MATERIAL FOR THIS TASK:
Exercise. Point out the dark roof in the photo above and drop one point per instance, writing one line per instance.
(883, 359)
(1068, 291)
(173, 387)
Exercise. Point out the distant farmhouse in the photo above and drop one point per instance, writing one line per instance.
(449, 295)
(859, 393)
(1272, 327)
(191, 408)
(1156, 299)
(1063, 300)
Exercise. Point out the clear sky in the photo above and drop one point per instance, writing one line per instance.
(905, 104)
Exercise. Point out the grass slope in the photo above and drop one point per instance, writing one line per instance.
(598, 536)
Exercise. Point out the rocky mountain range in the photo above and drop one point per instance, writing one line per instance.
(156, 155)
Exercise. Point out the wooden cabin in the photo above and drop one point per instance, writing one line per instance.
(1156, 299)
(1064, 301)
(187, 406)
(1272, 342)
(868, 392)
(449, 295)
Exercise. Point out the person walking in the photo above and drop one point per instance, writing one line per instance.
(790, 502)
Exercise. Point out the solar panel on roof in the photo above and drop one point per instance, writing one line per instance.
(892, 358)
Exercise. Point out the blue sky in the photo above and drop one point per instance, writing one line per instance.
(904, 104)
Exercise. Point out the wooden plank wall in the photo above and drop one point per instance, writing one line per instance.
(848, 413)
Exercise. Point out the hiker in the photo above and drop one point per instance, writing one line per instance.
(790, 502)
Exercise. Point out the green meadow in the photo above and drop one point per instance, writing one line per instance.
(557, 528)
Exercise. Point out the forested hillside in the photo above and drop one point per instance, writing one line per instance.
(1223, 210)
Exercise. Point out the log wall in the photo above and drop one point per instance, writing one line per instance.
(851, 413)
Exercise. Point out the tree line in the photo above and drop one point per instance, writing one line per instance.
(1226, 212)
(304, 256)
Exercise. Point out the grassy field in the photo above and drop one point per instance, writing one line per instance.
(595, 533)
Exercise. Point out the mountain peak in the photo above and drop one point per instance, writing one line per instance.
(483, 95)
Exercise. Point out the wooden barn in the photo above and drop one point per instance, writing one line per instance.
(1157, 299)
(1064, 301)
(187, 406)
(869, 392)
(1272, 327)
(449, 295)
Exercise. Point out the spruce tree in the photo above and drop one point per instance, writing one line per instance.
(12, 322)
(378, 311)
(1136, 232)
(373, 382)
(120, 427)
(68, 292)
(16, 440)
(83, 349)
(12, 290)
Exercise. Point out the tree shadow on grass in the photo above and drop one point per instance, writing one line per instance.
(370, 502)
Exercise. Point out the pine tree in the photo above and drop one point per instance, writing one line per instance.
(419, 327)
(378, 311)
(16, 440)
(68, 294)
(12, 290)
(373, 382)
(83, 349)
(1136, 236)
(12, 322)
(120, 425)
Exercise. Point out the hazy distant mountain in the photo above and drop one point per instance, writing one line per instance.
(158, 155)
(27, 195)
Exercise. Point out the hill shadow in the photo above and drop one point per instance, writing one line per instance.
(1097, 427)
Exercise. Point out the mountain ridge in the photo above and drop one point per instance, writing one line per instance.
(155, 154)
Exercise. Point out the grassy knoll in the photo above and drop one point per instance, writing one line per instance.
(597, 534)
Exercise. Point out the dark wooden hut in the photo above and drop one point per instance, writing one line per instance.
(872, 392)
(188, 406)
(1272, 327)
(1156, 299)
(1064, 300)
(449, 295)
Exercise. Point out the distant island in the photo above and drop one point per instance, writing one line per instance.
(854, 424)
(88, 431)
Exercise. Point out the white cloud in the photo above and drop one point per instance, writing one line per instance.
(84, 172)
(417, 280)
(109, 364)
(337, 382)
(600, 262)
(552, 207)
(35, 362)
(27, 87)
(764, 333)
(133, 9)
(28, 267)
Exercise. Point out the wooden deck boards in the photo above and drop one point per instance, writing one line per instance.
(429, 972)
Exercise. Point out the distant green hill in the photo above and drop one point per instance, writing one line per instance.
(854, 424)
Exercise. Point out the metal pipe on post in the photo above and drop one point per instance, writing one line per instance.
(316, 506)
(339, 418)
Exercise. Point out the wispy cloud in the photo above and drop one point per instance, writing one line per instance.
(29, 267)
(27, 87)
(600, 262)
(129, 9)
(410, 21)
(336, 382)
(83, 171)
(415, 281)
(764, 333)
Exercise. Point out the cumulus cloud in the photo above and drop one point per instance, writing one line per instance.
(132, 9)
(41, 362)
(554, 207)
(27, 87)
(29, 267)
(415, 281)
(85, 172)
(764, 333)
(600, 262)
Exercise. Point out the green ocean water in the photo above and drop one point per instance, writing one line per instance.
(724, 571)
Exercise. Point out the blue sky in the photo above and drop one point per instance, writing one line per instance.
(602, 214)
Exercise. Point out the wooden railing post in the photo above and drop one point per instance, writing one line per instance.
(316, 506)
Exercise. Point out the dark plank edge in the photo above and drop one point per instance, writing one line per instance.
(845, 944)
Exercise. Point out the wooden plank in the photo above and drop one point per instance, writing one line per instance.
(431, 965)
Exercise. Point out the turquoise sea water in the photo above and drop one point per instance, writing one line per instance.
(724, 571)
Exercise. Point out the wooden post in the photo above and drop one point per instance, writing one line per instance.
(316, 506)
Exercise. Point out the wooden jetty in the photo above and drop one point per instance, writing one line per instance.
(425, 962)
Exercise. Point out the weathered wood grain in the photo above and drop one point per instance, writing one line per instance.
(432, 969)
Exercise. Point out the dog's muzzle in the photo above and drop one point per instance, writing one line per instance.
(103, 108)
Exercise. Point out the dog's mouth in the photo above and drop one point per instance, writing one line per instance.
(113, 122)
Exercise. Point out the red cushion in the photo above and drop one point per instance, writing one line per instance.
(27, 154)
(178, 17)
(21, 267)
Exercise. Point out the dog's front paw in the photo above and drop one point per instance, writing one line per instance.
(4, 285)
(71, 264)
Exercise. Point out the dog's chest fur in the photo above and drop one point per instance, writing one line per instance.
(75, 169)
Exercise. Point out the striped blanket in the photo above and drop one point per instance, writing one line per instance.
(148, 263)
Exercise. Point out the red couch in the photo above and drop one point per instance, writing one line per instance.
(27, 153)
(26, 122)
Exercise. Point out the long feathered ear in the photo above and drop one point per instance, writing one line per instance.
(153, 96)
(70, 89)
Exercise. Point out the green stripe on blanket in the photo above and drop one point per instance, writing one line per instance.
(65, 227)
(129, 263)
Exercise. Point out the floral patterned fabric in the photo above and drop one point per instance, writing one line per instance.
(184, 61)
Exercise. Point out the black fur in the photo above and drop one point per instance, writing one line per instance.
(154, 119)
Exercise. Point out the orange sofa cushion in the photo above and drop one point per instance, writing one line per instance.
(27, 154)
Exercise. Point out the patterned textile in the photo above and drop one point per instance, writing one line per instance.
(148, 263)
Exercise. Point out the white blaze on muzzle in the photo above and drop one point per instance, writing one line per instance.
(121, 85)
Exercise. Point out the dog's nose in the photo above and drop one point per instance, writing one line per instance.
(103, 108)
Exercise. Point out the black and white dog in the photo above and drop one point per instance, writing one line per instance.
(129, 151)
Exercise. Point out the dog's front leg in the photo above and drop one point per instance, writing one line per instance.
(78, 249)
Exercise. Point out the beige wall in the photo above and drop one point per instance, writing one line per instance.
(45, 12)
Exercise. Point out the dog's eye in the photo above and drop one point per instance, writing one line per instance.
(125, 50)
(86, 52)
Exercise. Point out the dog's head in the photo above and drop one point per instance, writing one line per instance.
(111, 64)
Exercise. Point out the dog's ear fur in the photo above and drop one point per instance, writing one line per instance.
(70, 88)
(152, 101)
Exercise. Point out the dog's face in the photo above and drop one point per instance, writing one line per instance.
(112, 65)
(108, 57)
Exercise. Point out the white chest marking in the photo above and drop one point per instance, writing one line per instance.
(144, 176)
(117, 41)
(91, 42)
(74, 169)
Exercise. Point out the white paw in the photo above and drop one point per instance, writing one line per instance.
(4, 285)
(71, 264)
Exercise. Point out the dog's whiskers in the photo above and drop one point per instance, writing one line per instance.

EXERCISE:
Exactly the lines from the one holding "Exercise. Point out the dog's face" through the end of the data are to be repeated, with both ends included.

ANSWER SECTION:
Exercise. Point out the dog's face in the photo above and drop one point per instance, writing one line per instance.
(112, 65)
(108, 57)
Exercise. Point out the white chest marking in the photo above and drop one point per instance, writing one line per instance.
(144, 176)
(117, 41)
(91, 42)
(74, 169)
Exercise. Point out the white paw in the photo above and drop one point per instance, writing one line per instance.
(4, 285)
(71, 264)
Exercise. Point out the dog's whiskers in the photo above and drop one point per instance, writing one line per instance.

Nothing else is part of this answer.